> What to work on
Please set down, unchanged, the line containing "of the fluted" and all the lines that follow it until the data below ends.

> Data records
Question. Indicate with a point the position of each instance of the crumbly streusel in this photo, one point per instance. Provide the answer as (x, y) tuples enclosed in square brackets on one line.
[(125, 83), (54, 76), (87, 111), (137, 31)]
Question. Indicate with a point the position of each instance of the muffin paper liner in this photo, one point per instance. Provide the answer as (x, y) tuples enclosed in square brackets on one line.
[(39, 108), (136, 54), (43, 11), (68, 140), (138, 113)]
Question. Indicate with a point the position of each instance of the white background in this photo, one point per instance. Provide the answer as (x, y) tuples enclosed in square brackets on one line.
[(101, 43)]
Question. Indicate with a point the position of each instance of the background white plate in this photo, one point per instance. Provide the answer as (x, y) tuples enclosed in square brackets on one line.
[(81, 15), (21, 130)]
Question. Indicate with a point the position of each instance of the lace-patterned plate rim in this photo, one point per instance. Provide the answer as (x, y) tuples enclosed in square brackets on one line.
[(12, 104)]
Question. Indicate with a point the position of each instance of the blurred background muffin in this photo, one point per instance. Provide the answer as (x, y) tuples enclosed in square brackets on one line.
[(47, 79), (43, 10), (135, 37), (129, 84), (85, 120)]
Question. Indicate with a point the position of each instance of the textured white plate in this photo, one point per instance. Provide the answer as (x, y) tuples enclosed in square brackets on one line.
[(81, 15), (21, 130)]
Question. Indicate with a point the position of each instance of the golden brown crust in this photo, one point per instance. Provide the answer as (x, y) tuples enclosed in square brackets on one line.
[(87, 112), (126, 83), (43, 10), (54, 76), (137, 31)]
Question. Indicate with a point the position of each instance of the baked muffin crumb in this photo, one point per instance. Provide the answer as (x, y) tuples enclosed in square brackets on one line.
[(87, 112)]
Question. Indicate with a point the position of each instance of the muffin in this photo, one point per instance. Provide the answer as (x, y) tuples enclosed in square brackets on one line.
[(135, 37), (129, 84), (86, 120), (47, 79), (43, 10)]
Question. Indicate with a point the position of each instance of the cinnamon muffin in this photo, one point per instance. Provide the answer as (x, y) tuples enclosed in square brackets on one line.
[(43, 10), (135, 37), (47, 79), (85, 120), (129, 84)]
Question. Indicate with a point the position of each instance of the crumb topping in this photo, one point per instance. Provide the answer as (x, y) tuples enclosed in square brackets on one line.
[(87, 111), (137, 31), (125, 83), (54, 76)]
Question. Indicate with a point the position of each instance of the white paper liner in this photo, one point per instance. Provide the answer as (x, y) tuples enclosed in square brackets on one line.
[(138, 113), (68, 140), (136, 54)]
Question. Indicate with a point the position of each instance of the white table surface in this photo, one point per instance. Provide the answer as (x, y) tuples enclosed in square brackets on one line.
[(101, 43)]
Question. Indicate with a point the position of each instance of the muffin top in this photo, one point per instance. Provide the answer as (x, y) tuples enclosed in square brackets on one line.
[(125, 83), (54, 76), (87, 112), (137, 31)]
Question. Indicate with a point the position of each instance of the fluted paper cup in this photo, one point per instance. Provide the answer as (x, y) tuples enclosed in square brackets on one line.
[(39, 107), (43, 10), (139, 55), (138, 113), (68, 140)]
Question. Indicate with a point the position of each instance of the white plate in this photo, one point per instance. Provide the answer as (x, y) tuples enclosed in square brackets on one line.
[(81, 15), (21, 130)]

> The answer
Question. Indicate with a point the position of each instance of the fluted paper cup in this photo, one point per instance. Provide the answer as (x, y) tuples enclosed in square brackets on one line.
[(39, 107), (43, 10), (139, 55), (138, 113), (68, 140)]
Question. Indicate with a point the position of each instance of the white plate in this photo, one point per instance. Provide the answer as (x, y) tuples enclosed in square brackets on one line.
[(81, 15), (21, 130)]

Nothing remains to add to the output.